→ **Exercice court A**
Sélectionnez, s'il vous plaît, chaque ligne des enregistrements où figure le mot « ceiling », puis recopiez-la.

++++ Texte fourni ++++

Violator
7.8
Violator

Album de Depeche Mode (1990)

Après la tournée de référence qu'a été leur 101, conquérant de l'Amérique, le voilà donc, ce qui est censé être le chef d'oeuvre ultime des Modes. L'aboutissement de toutes ces années de travail les auront conduit vers ce « Violator », pièce maîtresse d'un groupe en perpétuelle évolution, mais aussi pièce maîtresse de la Synthpop puisqu'on les présente toujours comme les membres les plus importants, voire fondateurs du mouvement. Je ne vais pas vous le cacher, j'ai aussi beaucoup aimé. Je ne suis pas accroc au song-writing de Gore mais il arrive de temps en temps, ici ou sur Black Celebration que le garçon fasse du bon boulot, à défaut de merveilles. On ne peut évidemment pas passer à côté des deux singles de l'album, sans doute leurs deux plus gros tubes qui ont fini d'assouvir leur réputation, je parle bien sur de « Personal Jesus » et « Enjoy the Silence ».

Pour le premier, j'ai encore du mal aujourd'hui ; j'imagine que le riff était au départ un gimmick de synthé et qu'ils ont préféré sortir les guitares pour que ça sonne mieux... puis mélodiquement, le chant ne semble pas suivre de ligne précise, c'est assez terne, monotone. Mais en le réécoutant, je peux comprendre son succès ; la composition va dans tous les sens, accompagné d'un mixage dingue donnant lieu à plein de petits effets sympas, relevant la saveur du morceau... le côté répétitif le transcende entre deux genres, la techno et du rock style Stooges ; pas étonnant que Marilyn Manson et d'autres l'ont reprises. Personal Jesus n'avait rien à faire à la radio, l'Eglise ne dira pas le contraire et pourtant, il a vite percé, méritant amplement sa place de numéro 1 pour son côté novateur, formule que la bande tentera de reproduire mais avec moins de succès.

« Enjoy the Silence », dont j'écoutais la remasterisation de Linkin Park lorsque j'étais plus jeune, est d'emblée accrocheur. Outre cette fois-ci l'exemplarité mélodique, qui pousse le morceau au firmament de la synthpop, c'est l'ensemble qui le fait fonctionner ; le rythme à presque 130 bpm, le travail d'ambiance au clavier de Wilder, les petits effets de composition (comme le break house 90's à une minute), le chant de Gahan... Moins connu, le single choisi suivant « Policy of Truth » n'en est pas moins réussi, d'un style rappelant leurs débuts tout en restant cohérent, il suffit d'un son bizarre sur chaque refrain complétant un énième gimmick de synthé pour que ça fonctionne et que ça me fasse de l'effet.

++++

→ **Exercice court B**
Dressez la liste des titres de chansons cités dans le texte sur l'album Violator.

++++ Enregistrements fournis ++++

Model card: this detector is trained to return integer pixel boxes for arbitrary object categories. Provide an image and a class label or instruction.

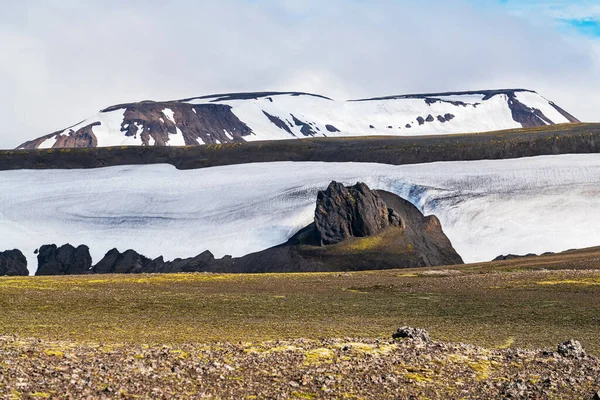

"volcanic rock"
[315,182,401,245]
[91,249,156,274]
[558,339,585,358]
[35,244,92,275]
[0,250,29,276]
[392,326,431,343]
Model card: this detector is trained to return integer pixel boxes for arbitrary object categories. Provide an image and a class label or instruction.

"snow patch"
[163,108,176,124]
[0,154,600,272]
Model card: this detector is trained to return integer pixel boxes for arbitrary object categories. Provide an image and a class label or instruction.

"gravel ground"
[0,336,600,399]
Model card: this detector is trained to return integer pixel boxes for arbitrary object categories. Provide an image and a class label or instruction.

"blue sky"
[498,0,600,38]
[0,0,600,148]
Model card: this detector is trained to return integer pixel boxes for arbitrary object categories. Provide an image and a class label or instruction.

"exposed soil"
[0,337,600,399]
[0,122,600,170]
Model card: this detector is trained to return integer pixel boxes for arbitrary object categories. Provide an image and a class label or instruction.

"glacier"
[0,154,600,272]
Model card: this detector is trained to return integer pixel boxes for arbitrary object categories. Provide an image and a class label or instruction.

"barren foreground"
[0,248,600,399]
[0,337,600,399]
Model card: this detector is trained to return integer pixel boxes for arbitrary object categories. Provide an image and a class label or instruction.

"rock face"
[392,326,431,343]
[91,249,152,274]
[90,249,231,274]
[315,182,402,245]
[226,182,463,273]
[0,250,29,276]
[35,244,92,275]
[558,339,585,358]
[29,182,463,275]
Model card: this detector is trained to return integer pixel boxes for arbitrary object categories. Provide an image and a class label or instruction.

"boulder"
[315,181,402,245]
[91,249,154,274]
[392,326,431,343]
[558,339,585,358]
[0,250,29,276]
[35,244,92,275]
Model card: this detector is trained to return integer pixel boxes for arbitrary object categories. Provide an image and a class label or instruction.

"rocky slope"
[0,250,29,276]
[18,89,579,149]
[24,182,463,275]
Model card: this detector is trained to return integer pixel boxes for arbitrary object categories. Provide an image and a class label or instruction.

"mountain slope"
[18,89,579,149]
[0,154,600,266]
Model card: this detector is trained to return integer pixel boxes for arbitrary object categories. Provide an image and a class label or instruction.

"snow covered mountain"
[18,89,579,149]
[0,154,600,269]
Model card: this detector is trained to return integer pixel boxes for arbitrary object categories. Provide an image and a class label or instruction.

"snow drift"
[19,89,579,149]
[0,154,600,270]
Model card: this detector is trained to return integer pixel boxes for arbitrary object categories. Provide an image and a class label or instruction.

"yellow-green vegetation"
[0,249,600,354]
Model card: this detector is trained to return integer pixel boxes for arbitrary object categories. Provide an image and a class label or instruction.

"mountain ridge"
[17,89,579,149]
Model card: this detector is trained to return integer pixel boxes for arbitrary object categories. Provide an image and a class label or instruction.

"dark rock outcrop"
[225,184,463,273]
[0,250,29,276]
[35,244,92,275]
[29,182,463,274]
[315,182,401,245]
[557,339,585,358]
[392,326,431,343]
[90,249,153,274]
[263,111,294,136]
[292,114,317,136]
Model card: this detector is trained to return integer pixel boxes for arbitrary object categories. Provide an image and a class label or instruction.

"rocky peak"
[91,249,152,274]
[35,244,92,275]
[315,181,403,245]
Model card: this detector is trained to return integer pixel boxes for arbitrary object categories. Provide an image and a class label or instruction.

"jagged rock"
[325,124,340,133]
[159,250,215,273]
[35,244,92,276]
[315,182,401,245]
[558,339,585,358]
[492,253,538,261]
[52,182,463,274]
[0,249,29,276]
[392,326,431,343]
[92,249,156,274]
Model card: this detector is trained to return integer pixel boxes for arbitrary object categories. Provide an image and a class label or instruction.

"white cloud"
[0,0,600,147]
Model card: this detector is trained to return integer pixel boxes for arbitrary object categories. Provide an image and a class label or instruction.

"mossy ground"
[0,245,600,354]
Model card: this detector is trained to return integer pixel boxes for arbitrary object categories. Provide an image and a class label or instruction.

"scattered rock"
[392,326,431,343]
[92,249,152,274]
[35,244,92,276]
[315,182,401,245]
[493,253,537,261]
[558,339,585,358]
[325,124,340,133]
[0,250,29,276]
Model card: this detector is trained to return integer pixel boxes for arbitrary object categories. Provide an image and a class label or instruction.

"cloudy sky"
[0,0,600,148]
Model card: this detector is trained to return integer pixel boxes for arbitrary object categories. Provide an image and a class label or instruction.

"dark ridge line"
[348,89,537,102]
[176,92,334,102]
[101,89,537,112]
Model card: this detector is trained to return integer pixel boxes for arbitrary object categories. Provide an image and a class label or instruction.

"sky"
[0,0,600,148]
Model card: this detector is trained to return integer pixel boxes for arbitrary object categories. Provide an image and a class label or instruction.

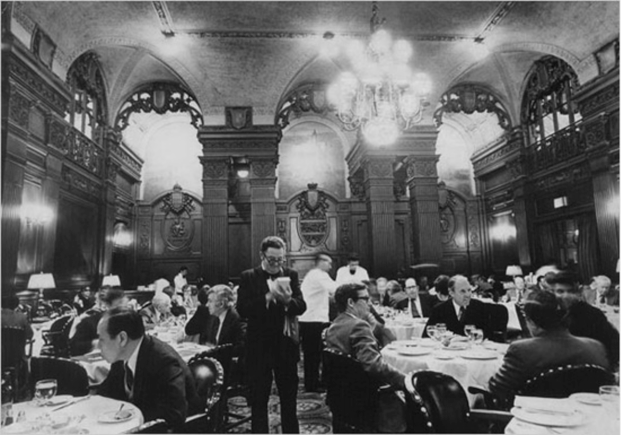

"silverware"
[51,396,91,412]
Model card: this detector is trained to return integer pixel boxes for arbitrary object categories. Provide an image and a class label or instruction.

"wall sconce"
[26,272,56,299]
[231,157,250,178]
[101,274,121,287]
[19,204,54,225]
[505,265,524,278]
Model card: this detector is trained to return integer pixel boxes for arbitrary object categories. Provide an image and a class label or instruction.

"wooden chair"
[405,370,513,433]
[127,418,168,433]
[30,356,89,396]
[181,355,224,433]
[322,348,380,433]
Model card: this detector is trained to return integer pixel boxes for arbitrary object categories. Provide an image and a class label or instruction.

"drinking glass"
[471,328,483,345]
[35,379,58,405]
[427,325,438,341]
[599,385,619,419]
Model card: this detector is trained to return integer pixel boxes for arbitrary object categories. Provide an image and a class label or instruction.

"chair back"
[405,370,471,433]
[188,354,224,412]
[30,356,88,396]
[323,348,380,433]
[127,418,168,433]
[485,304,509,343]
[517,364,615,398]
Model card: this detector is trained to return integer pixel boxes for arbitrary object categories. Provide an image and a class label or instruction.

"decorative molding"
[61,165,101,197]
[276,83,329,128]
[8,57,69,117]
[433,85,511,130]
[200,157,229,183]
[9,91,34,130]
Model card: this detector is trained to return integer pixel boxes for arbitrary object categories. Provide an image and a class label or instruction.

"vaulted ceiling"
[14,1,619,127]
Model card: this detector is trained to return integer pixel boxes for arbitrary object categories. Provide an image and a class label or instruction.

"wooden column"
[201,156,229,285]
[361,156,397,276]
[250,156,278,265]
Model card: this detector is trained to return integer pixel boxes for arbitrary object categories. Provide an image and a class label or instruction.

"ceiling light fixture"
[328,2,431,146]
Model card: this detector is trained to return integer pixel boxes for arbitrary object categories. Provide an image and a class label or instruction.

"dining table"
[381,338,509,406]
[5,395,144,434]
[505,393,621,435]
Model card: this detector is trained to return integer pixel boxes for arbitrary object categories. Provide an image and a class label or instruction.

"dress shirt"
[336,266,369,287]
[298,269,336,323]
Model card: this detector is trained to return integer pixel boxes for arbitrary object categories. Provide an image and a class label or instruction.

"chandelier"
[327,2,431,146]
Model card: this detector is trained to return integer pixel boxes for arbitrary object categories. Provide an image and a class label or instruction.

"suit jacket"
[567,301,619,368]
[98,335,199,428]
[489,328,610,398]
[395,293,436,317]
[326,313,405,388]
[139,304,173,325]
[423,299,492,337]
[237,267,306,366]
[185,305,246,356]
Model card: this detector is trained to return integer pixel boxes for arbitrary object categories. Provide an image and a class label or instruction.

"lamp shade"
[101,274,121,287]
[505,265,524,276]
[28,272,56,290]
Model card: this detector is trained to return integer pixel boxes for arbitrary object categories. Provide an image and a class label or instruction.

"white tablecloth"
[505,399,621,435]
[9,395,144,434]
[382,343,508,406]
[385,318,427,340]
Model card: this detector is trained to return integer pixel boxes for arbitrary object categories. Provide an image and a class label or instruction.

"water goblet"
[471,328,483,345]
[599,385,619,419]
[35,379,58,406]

++++

→ **Réponse attendue A**
"vaulted ceiling"
"ceiling light fixture"

→ **Réponse attendue B**
- Personal Jesus
- Enjoy the Silence
- Policy of Truth